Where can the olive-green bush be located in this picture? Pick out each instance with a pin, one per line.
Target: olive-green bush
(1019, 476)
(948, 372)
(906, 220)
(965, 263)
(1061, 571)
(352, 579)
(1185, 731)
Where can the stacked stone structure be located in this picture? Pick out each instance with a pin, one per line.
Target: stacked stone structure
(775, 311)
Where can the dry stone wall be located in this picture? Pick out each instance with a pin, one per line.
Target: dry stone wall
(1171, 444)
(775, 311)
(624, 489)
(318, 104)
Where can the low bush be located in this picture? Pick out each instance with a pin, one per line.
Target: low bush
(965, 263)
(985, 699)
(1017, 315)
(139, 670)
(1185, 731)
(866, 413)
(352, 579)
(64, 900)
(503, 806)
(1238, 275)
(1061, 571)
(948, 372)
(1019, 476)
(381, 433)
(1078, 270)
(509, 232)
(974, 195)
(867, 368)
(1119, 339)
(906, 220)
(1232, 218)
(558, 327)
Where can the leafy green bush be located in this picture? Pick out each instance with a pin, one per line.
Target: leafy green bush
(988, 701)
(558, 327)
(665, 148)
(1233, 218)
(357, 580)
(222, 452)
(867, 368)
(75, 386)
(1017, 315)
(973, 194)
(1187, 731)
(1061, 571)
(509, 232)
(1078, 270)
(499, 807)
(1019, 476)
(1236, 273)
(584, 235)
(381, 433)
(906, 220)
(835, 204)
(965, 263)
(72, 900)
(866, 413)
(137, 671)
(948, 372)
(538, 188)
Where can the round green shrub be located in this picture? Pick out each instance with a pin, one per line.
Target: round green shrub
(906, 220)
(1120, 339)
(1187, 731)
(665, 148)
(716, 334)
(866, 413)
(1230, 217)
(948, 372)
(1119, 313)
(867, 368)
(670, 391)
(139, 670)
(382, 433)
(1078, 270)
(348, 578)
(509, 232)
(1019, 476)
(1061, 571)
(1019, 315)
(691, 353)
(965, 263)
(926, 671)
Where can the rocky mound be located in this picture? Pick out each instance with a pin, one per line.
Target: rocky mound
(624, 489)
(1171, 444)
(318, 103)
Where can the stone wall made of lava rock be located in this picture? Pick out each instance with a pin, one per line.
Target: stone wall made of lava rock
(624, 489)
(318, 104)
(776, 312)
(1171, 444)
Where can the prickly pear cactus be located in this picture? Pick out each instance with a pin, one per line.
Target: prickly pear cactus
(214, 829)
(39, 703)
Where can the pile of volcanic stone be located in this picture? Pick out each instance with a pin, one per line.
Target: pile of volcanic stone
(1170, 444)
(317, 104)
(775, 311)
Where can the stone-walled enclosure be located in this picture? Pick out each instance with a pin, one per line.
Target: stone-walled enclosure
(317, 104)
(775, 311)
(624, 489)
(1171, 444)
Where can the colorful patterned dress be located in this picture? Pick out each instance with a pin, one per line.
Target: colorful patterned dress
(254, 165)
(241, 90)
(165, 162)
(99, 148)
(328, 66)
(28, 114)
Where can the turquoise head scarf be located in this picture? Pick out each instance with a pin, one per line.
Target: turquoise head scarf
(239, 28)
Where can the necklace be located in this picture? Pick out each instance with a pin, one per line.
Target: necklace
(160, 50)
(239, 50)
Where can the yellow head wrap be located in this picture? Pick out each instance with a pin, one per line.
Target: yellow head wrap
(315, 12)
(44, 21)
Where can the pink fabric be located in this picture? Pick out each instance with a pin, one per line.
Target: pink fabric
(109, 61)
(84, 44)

++++

# INSTRUCTIONS FOR THE TASK:
Your reply should be the lines from the one that contains "Target: turquoise head scarf" through the end of the listing above, repeated exactly.

# WRITTEN RESPONSE:
Target: turquoise head scarf
(239, 28)
Where can the necklace be located in this picture? Pick out each instance with a pin, one per line.
Target: necklace
(160, 50)
(239, 50)
Where can the yellow head wrap be located in this picture? Pick out each instance with a pin, one per line.
Target: yellow head wrap
(315, 12)
(44, 21)
Where can the pink fabric be located in this picture? Pick out each instance with a pin, one per line.
Target: pink fabric
(109, 61)
(84, 44)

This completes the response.